EXERCISE GOAL ▸
Please recast every line of the material below as a Markdown table with the columns "Number" and "Entry," leaving out blank lines.

____ DATA ROWS

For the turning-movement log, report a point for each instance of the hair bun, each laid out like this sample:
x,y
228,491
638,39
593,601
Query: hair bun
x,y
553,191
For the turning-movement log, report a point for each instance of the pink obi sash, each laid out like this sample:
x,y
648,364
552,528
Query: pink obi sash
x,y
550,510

________

SOLUTION TO THE PROBLEM ▸
| Number | Entry |
|---|---|
| 1 | For the turning-movement log, report a point for each instance of the hair bun, each laid out like this sample: |
| 2 | x,y |
| 3 | 228,491 |
| 4 | 638,39 |
| 5 | 593,601 |
| 6 | Query: hair bun |
| 7 | x,y |
| 8 | 553,191 |
| 9 | For the turning-movement log, report a point for each instance of the pink obi sash, each laid out like this sample: |
| 10 | x,y |
| 11 | 648,364 |
| 12 | 552,528 |
| 13 | Query: pink obi sash |
| 14 | x,y |
| 15 | 550,510 |